_Do this_. Reproduce only the items starting at the line containing "Task: If you could tag each instance of the soccer field" and ending at the line containing "<point>60,39</point>", with "soccer field" changed to "football pitch" and everything else unchanged.
BEGIN
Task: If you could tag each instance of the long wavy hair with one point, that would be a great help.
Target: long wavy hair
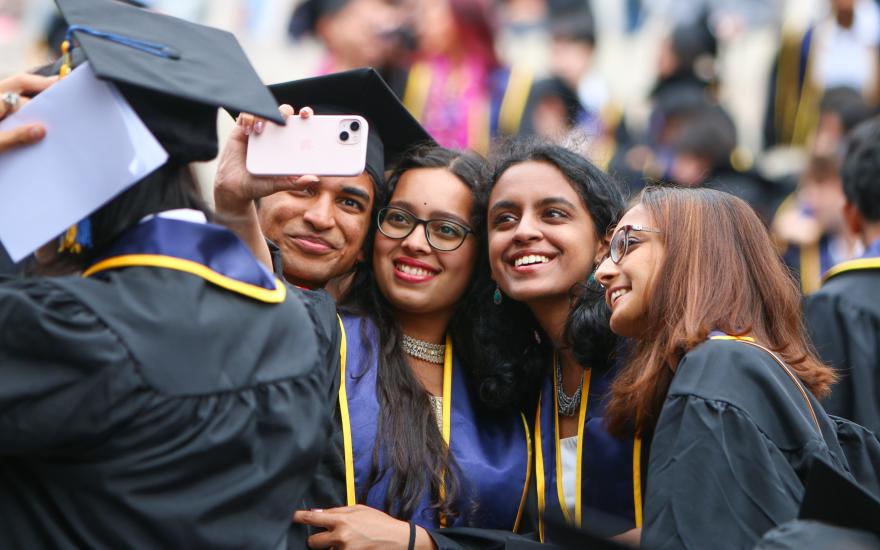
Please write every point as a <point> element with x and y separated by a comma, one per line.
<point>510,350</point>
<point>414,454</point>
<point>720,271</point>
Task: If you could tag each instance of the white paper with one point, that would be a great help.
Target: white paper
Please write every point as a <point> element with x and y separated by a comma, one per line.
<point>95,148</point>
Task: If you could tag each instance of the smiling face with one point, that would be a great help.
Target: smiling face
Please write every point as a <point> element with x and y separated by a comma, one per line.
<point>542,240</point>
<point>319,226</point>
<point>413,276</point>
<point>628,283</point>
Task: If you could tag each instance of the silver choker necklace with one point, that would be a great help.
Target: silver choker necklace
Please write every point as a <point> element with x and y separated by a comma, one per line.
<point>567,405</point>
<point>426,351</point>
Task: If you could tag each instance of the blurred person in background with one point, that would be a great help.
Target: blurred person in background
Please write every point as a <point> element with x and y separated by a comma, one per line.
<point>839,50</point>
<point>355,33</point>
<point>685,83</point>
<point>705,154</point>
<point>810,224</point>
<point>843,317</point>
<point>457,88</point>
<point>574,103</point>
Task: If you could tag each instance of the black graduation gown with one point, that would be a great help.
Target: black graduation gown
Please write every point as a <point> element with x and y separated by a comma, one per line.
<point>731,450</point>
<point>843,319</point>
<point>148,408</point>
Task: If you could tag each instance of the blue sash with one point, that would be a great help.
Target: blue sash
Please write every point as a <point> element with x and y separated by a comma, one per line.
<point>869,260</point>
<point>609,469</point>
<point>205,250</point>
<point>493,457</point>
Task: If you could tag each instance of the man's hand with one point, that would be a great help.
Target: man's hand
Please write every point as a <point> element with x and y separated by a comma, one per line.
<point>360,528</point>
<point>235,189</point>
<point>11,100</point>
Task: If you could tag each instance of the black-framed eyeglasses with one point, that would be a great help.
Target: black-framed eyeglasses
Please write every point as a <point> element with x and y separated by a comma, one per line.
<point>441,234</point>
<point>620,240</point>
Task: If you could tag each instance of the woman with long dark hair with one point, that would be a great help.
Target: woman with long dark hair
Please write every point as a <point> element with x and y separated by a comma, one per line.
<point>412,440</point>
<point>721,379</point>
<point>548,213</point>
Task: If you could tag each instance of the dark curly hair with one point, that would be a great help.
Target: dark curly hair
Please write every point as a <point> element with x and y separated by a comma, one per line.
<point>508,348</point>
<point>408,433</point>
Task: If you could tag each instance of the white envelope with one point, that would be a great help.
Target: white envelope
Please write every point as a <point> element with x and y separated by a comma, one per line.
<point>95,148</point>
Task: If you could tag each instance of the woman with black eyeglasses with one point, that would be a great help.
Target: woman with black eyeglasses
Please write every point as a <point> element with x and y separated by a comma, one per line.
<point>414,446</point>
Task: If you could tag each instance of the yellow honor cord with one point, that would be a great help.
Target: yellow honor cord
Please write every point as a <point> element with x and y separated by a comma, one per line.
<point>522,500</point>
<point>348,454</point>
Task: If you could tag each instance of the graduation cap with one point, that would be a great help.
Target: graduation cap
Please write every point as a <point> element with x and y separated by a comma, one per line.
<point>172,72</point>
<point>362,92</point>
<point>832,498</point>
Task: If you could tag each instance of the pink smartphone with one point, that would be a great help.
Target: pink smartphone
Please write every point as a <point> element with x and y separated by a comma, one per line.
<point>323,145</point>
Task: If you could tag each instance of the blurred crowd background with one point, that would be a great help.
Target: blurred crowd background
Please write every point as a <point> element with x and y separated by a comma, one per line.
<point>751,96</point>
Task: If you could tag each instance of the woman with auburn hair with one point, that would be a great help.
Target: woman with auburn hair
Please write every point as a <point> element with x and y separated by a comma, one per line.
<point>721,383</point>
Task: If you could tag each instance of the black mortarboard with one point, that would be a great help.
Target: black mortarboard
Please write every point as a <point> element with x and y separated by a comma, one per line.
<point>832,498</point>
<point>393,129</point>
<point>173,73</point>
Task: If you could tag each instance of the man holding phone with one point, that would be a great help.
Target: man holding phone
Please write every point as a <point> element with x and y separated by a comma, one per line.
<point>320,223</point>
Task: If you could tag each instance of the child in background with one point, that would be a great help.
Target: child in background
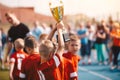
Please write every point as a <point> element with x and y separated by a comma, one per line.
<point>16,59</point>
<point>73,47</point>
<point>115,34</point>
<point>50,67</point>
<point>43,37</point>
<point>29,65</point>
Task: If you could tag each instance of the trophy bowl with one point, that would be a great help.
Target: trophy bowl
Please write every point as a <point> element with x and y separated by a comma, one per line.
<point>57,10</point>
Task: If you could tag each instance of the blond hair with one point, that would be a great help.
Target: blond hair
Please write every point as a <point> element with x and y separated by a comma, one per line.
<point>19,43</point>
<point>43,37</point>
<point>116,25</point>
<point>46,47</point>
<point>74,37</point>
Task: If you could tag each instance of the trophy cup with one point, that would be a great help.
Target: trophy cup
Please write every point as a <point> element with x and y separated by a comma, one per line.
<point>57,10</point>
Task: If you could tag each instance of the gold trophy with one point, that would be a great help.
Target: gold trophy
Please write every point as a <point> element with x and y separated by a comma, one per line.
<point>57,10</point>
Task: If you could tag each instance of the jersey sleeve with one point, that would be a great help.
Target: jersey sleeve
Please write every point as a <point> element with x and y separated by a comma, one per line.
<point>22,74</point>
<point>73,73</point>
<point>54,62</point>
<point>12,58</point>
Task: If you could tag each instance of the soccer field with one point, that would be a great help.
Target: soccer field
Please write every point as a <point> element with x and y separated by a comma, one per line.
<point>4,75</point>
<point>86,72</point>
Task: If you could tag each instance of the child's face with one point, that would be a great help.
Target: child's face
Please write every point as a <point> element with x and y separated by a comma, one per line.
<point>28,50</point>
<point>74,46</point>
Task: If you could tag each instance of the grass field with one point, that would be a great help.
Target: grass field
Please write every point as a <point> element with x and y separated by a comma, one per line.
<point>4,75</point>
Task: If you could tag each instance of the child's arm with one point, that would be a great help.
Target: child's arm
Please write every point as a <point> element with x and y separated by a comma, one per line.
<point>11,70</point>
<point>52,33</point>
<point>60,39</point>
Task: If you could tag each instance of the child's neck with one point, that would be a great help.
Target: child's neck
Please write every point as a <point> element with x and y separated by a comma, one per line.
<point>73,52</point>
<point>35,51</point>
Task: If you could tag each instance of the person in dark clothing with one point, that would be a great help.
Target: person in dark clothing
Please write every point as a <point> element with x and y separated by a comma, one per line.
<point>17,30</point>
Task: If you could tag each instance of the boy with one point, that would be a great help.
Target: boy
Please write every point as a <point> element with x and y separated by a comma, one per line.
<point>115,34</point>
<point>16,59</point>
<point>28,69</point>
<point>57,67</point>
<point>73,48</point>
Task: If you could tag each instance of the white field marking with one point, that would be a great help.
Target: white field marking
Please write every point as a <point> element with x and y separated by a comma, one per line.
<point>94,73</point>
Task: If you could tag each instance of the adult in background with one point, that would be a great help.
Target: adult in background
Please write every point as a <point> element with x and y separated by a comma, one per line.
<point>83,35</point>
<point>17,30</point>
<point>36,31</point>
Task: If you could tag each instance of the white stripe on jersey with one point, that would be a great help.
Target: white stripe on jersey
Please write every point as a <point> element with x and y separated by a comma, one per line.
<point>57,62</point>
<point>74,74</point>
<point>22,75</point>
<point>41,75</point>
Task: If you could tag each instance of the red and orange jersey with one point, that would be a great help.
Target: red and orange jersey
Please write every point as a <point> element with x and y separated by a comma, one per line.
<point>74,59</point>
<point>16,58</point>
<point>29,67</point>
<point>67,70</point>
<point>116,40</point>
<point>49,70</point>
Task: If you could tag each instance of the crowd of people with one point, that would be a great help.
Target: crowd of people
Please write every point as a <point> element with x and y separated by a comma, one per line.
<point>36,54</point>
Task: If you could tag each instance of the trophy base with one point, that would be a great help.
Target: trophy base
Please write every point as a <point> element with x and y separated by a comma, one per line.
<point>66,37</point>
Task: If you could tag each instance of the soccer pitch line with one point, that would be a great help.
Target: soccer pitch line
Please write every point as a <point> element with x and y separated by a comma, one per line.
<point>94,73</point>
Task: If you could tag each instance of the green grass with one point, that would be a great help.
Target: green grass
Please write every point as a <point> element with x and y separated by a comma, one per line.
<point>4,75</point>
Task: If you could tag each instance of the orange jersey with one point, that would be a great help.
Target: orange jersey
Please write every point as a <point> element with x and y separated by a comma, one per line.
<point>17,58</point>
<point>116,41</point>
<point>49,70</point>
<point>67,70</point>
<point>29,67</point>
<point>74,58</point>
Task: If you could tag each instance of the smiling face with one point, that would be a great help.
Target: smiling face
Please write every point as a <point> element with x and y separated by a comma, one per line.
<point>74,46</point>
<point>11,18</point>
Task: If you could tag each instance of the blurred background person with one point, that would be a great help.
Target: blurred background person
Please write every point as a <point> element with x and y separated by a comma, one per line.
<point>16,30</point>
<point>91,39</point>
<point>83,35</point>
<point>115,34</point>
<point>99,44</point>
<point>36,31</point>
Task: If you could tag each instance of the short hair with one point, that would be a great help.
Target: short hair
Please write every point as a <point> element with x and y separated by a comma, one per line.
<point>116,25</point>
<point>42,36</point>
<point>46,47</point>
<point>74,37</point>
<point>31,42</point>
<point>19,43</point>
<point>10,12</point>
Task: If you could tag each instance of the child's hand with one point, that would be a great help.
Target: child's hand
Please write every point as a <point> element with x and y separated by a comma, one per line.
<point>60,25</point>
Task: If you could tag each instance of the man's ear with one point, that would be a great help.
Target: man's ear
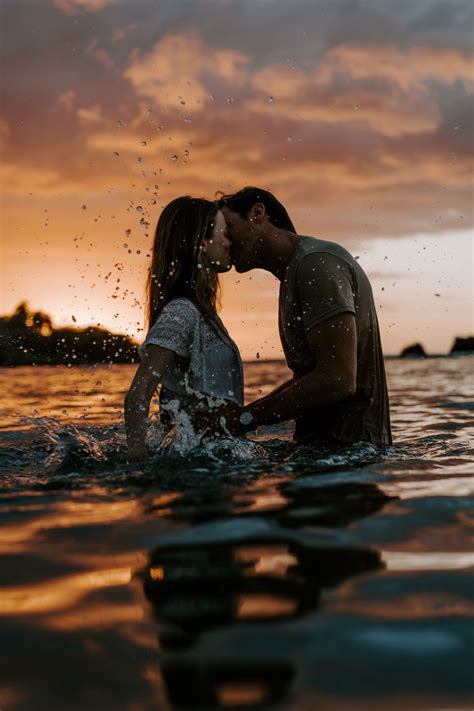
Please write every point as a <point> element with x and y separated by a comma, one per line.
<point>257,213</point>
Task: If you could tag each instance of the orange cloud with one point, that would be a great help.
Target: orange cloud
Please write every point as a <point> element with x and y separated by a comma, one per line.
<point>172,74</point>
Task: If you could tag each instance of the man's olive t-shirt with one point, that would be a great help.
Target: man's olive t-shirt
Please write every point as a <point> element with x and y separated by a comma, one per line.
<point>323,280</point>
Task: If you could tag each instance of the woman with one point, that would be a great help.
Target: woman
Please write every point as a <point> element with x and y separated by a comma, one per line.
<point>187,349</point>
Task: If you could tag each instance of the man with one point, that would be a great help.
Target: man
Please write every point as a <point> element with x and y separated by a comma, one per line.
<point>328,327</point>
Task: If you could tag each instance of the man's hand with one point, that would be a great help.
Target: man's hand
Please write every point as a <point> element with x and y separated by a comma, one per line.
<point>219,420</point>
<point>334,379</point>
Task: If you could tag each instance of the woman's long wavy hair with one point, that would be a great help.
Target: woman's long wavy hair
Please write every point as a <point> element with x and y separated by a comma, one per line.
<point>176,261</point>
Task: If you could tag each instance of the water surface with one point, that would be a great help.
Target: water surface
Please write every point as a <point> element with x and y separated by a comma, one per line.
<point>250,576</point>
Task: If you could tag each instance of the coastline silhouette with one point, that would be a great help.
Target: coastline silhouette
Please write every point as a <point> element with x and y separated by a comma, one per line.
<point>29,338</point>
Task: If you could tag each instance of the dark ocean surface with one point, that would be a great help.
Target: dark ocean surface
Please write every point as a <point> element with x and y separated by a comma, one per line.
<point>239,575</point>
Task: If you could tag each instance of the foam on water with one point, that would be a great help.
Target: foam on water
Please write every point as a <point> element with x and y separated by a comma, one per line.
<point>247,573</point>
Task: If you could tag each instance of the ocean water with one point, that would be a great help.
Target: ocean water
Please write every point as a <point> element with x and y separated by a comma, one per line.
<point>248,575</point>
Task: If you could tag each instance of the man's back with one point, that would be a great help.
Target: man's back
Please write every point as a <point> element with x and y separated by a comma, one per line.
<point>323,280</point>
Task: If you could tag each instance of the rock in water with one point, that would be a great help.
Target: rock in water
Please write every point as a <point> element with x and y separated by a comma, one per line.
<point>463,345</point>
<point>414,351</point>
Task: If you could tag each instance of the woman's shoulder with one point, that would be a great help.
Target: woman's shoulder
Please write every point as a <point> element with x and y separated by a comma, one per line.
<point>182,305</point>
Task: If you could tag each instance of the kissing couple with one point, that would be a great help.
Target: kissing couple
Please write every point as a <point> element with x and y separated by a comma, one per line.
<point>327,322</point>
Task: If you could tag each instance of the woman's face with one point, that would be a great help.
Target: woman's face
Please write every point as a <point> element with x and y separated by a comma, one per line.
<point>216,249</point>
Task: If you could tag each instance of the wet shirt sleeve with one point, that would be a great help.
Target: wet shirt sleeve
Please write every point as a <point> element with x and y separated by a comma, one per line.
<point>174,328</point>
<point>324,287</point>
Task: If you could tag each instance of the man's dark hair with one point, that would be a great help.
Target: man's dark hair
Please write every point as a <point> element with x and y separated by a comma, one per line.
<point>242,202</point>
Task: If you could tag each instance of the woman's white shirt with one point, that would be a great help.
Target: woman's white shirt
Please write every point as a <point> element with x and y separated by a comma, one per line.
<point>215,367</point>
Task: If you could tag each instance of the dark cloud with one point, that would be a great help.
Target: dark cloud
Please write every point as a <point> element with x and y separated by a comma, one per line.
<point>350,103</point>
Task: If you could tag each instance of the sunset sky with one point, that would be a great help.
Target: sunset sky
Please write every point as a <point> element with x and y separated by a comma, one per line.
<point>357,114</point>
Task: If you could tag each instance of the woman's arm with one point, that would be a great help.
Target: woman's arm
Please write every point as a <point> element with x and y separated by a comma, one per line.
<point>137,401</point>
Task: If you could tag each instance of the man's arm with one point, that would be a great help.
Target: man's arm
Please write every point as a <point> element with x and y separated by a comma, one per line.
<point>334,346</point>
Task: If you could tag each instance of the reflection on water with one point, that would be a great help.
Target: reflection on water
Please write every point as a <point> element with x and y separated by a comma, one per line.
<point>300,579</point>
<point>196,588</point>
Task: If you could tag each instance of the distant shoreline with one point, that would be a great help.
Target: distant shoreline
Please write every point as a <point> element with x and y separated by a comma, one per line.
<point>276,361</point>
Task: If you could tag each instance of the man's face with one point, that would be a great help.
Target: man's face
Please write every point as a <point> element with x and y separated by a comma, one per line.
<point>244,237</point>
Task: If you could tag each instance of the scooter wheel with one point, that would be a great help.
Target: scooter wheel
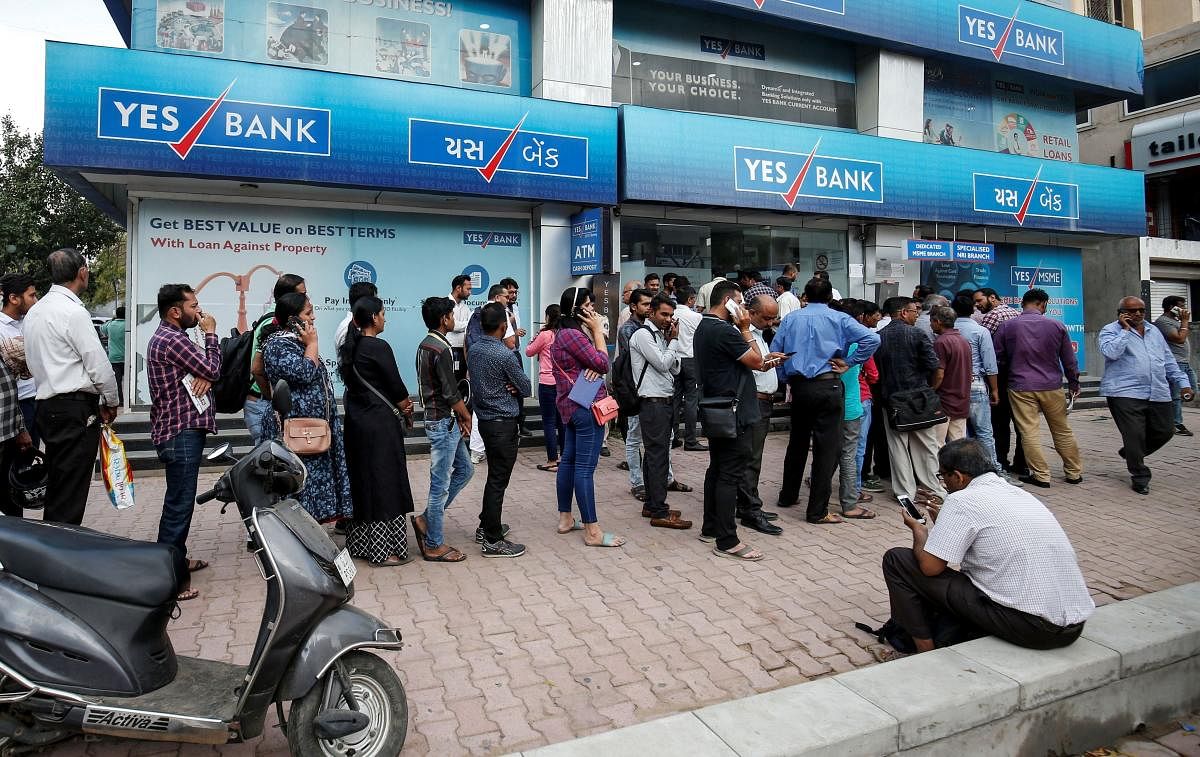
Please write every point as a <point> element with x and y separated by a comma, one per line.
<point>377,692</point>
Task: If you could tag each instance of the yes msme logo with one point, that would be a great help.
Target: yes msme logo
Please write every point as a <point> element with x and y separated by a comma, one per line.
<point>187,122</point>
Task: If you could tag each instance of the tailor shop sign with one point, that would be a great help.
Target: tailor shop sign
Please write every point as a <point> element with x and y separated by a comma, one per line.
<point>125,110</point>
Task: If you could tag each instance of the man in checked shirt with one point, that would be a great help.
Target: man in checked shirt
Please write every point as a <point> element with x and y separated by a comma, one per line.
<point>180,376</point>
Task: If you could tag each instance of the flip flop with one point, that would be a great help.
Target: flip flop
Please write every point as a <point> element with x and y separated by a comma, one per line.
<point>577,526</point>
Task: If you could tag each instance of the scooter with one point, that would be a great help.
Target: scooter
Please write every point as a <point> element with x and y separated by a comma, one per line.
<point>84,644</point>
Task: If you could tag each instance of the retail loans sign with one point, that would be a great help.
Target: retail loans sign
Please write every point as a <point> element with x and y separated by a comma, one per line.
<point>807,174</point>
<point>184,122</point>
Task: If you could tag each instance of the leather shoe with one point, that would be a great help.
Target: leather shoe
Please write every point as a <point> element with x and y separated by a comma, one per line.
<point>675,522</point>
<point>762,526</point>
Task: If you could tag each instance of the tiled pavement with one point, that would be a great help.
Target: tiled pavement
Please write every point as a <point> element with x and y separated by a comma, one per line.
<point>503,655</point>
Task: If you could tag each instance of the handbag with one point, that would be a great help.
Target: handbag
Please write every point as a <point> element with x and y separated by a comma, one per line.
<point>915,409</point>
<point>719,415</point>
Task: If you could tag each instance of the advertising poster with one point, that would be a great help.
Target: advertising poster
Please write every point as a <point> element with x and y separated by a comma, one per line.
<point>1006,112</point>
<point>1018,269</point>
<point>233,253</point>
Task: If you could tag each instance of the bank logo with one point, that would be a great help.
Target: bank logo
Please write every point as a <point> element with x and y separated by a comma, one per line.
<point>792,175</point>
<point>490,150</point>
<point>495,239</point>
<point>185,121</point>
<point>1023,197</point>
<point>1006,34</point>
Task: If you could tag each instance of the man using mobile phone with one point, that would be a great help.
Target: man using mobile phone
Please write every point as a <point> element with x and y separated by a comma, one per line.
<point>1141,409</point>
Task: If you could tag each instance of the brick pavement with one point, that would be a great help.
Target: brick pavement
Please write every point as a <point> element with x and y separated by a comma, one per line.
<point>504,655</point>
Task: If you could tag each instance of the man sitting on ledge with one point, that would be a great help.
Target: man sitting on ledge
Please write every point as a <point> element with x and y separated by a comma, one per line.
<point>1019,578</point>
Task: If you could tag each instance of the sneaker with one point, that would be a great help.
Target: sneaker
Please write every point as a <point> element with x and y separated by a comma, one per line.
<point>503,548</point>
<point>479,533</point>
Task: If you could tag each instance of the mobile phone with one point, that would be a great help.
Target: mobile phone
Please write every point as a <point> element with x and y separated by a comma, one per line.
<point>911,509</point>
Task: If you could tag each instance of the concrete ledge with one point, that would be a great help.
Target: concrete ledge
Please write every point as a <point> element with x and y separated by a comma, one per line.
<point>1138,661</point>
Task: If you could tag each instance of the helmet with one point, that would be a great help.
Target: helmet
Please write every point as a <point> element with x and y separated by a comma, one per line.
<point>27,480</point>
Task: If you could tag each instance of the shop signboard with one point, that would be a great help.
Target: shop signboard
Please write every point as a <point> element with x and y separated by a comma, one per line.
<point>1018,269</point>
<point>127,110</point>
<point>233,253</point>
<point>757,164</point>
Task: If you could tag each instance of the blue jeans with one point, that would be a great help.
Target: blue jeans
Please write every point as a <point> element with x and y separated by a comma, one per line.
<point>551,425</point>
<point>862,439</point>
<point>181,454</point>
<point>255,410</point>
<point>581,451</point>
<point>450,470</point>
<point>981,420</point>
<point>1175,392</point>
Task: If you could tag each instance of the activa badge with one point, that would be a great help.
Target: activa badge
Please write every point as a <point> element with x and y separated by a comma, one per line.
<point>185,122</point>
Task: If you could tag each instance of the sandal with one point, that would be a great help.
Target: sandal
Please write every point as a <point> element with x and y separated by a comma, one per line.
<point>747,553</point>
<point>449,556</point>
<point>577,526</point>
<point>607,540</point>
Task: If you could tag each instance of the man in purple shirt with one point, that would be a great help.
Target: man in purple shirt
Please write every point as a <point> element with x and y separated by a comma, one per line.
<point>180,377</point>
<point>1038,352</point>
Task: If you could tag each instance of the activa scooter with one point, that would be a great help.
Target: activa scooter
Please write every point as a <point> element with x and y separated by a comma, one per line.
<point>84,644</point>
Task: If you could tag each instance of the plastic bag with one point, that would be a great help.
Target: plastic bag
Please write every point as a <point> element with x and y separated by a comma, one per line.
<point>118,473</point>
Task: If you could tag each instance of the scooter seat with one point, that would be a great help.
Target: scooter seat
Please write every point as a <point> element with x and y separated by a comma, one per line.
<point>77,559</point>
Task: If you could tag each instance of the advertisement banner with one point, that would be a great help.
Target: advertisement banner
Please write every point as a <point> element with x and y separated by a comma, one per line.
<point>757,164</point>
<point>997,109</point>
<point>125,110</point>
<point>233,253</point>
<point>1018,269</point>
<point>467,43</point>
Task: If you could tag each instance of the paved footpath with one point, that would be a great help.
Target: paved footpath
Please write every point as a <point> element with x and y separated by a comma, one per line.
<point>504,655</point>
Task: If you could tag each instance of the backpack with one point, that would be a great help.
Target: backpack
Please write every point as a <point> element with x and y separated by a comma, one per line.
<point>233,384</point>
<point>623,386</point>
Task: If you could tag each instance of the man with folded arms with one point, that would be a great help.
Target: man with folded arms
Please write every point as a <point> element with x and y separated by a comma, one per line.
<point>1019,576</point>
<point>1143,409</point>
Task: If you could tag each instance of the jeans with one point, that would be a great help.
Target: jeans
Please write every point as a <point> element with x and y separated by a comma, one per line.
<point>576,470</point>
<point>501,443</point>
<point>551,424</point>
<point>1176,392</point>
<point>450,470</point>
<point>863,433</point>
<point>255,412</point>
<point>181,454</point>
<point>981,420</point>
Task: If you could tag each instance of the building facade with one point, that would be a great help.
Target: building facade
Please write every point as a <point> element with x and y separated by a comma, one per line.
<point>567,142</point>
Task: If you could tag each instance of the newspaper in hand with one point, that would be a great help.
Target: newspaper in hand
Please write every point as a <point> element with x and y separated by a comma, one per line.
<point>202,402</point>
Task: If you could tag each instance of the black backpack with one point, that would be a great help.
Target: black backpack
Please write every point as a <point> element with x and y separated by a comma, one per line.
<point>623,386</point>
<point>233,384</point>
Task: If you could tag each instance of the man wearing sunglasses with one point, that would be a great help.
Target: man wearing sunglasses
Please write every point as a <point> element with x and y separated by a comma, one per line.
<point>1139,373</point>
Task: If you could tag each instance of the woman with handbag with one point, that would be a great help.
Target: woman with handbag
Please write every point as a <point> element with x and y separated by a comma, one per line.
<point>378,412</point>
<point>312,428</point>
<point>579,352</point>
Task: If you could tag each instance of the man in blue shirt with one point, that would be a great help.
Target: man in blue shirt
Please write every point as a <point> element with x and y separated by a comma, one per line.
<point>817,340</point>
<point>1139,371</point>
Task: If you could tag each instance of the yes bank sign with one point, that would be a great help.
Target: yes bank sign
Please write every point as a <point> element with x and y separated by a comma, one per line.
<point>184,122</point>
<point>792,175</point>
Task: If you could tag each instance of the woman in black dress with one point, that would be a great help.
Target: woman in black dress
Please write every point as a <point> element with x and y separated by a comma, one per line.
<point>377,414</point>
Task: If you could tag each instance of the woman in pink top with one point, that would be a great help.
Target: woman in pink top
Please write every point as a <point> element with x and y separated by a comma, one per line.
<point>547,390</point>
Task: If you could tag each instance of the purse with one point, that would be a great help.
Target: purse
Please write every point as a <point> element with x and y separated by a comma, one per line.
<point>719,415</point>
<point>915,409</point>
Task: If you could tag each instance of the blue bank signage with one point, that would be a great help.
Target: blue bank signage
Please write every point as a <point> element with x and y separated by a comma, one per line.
END
_Response to this task_.
Task: If you could tag each instance of the football pitch with one point, that would be a great help.
Target: football pitch
Please write every point as a <point> element with x and y separated by a comma, one per line.
<point>4,75</point>
<point>86,72</point>
Task: If you could tag each instance of the child's face with one point, that would be a great help.
Target: child's face
Please write every point as a <point> element with x and y separated by a comma, one per line.
<point>28,50</point>
<point>74,46</point>
Task: If you could tag each instance of the grass field with one point, that would be a great help.
Target: grass field
Please write every point as a <point> element with x and y separated by a comma, one per line.
<point>4,75</point>
Task: If you could tag each instance of the child's arm with one point, that would be a great help.
Target: child's arm
Please write every point as a <point> element with x and y separated by a comma, one per line.
<point>11,70</point>
<point>52,33</point>
<point>60,39</point>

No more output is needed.